## [INSTRUCTIONS TO FOLLOW]
Each line of the records containing "positive" is to be copied out and returned.

## [MATERIAL PROVIDED]
________________________
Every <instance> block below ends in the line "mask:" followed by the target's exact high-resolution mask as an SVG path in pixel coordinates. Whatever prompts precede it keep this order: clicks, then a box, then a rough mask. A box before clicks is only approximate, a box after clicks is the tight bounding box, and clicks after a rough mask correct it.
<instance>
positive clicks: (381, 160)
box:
________________________
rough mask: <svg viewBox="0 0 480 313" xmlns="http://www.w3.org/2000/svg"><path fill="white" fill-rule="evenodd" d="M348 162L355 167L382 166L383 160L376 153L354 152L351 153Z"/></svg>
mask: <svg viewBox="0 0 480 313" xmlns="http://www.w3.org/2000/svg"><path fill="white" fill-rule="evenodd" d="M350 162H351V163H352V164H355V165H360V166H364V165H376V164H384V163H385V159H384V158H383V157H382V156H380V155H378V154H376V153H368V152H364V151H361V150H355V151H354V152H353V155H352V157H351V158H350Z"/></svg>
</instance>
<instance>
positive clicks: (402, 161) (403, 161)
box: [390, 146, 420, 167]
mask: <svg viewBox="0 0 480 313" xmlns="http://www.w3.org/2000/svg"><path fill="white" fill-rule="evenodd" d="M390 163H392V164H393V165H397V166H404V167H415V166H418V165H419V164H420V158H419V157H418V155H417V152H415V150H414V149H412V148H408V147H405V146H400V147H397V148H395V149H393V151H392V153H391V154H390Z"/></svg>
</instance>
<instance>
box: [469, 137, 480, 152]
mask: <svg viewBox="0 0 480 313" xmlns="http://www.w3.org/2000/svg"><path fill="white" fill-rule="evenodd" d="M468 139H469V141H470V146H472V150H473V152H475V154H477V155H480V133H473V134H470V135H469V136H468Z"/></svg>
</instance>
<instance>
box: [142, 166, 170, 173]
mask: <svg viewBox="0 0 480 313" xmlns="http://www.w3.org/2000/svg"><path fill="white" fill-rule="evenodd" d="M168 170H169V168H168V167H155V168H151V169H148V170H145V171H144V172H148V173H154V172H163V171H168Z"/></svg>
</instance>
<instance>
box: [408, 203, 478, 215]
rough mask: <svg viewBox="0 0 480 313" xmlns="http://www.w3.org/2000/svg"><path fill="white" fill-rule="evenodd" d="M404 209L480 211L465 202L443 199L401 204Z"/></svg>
________________________
## [ANSWER BOX]
positive clicks: (381, 160)
positive clicks: (402, 161) (403, 161)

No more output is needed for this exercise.